──────── Texte à lire ────────

Pour certains, c’est l’odeur d’une pâtisserie sortant du four, pour d’autres celles du linge propre, de la mer ou d’une fleur : certains parfums ont le don de nous transporter dans le passé. Ce phénomène, si bien décrit par Marcel Proust lorsqu’il nous parle des madeleines de son enfance dans À la recherche du temps perdu, tout le monde le connaît et l’a déjà vécu. Mais jusqu’ici, peu de chercheurs s’y étaient intéressés.
C’est désormais chose faite. Dans une étude publiée dans la revue Nature Communications, des chercheurs de l’Université de Toronto, au Canada, mettent en lumière le processus qui se créée dans notre cerveau pour qu’il associe immédiatement une odeur à un souvenir précis. "Nos résultats démontrent pour la première fois comment les odeurs que nous avons rencontrées dans nos vies sont recréées par notre mémoire", explique Afif Aqrabawi, doctorant au Département de biologie cellulaire de la Faculté des arts et des sciences de l'Université de Toronto et principal auteur de l’étude. "En d'autres termes, nous avons découvert comment vous vous souvenez de l'odeur de la tarte aux pommes de votre grand-mère quand vous entrez dans sa cuisine."
Le rôle-clé du noyau olfactif antérieur
Comment expliquer ce lien étroit entre mémoire et olfaction ? Tout se joue dans une région du cerveau : le noyau olfactif antérieur (AON), où sont traitées les informations olfactives et qui est notamment impliquée dans la maladie d’Alzheimer. Aidé du Pr Jun Chul Kim du département de psychologie de l’Université de Toronto, le Pr Aqrabawi a étudié le fonctionnement de l’AON chez les souris et a découvert que les informations sur l’espace et le temps y étaient également stockées.
"Quand ces éléments se combinent, une mémoire de 'quoi-où-quand' se forme", explique-t-il. "C’est pourquoi, par exemple, vous pourriez avoir la capacité de vous souvenir de l’odeur du parfum d’un amant (le quoi) quand vous vous souvenez de votre premier baiser (le quand et le où)."

──────── Données enregistrées ────────

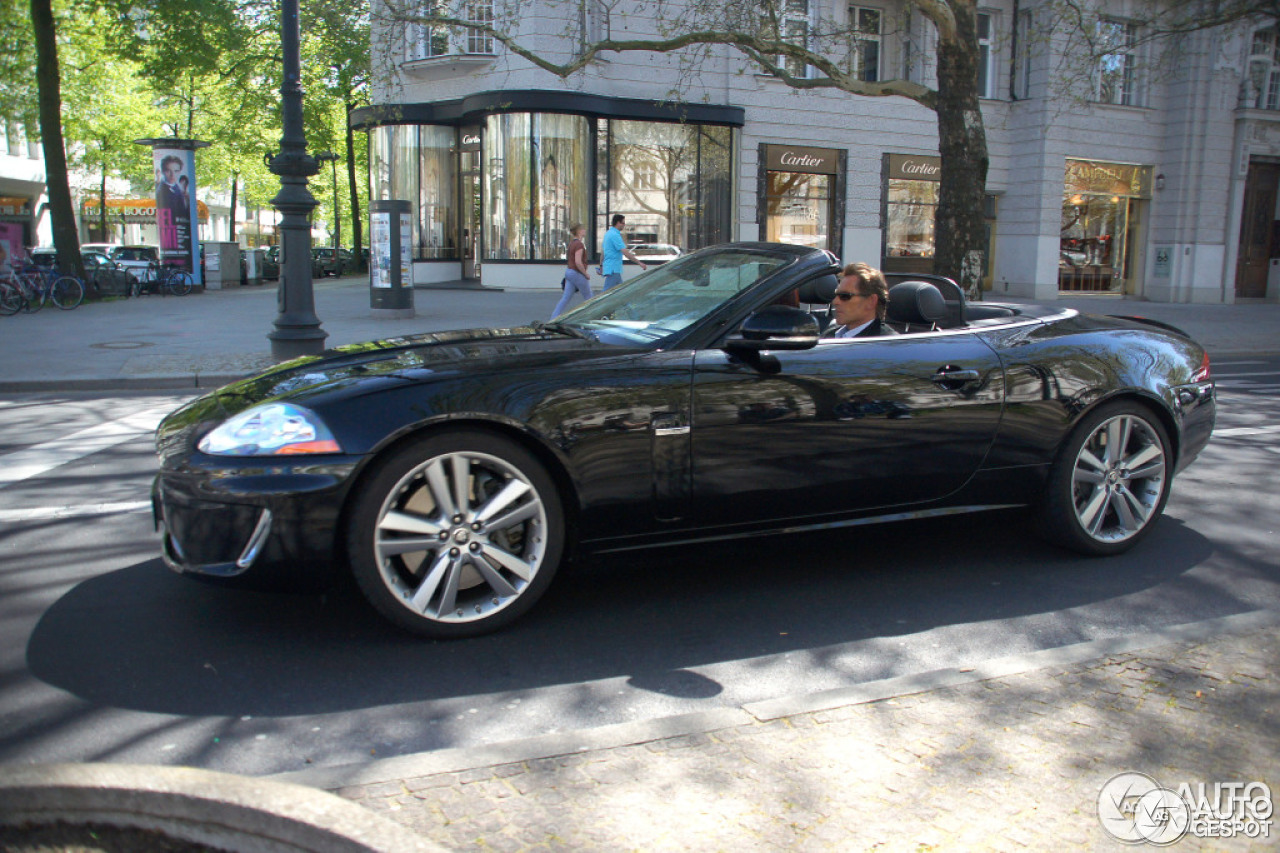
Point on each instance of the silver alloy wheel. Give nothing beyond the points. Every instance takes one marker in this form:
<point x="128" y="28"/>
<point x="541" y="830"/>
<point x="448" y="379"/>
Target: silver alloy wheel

────────

# Exercice 1:
Réécrivez le passage de l'article sur les odeurs et la mémoire qui va de "Le rôle-clé du" à "étaient également stockées.", en mettant "rats" à la place de "souris".
# Exercice 2:
Donnez toutes les personnes nommées dans l'article sur les odeurs et la mémoire.

# Réponse 1:
Le rôle-clé du noyau olfactif antérieur
Comment expliquer ce lien étroit entre mémoire et olfaction ? Tout se joue dans une région du cerveau : le noyau olfactif antérieur (AON), où sont traitées les informations olfactives et qui est notamment impliquée dans la maladie d’Alzheimer. Aidé du Pr Jun Chul Kim du département de psychologie de l’Université de Toronto, le Pr Aqrabawi a étudié le fonctionnement de l’AON chez les rats et a découvert que les informations sur l’espace et le temps y étaient également stockées.

# Réponse 2:
Marcel Proust, Afif Aqrabawi, Jun Chul Kim